=== Reading text ===
Aristotle: Ethics Based on Personal Virtue
You will relate your character selections to the following:
Aristotle: Ethics based on personal virtue.
Epictetus: Ethics based on inner strength of the individual.
Saint Augustine: Ethics based on following a Divine Command.
Aristotle
Aristotle was a student of Plato and lived from 384 to 322 B.C. His ethical theory centered on the attainment of the Good Life and on his theory of happiness. This is not the type of happiness one normally thinks about as in the statement, “I am happy.” Rather, you should understand happiness as a sense of well-being or the overall quality of ones life. Yet, this “happy” life does not just happen. It is the result of specific actions and qualities.
To accomplish the Good Life one should look at the nature of action. Aristotle wrote in his book the Nicomachean Ethics that all actions have both an excess and a deficiency. Accordingly, all actions have a mean between those two extremes that is suited to a specific individual. This is a mean that is suited to us as an individual, as a member of society, and leads toward the Good Life. And, it does not have to be the same for everyone. So, how do I find the mean suited to me?
===
Stated problem 1: From the Aristotle reading, write out word for word the stretch from "To accomplish the" through "suited to me?".
Stated problem 2:
Answer these questions from the Aristotle reading:
(a) On what does the reading say Epictetus based ethics?
(b) In what years did Aristotle live?
(c) In which book did Aristotle write that all actions have both an excess and a deficiency?
=== Listed records ===
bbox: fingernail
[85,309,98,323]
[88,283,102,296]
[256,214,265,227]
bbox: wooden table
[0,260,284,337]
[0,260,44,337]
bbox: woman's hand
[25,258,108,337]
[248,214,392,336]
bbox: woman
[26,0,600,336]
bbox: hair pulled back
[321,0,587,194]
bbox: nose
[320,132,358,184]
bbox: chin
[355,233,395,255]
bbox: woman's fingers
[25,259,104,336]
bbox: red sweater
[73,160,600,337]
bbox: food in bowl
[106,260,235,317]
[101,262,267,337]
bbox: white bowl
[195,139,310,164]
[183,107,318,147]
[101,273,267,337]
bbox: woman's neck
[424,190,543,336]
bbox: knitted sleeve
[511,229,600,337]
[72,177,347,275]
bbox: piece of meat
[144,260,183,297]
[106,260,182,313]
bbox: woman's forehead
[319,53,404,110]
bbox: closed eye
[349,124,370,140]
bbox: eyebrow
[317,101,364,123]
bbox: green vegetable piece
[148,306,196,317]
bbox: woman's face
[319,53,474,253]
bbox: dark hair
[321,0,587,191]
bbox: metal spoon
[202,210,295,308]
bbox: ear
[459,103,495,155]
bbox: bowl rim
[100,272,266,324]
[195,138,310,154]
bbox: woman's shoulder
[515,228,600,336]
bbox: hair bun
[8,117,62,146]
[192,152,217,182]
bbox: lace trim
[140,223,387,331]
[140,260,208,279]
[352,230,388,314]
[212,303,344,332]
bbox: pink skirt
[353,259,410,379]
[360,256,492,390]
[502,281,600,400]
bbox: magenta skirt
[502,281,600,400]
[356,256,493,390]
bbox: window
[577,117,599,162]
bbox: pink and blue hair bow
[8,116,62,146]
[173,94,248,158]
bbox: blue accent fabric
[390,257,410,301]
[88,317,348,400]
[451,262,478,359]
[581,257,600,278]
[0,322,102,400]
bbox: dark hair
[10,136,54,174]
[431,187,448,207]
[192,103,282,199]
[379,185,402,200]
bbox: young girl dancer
===
Complete output 1:
To accomplish the Good Life one should look at the nature of action. Aristotle wrote in his book the Nicomachean Ethics that all actions have both an excess and a deficiency. Accordingly, all actions have a mean between those two extremes that is suited to a specific individual. This is a mean that is suited to us as an individual, as a member of society, and leads toward the Good Life. And, it does not have to be the same for everyone. So, how do I find the mean suited to me?

Complete output 2:
(a) On the inner strength of the individual
(b) From 384 to 322 B.C.
(c) The Nicomachean Ethics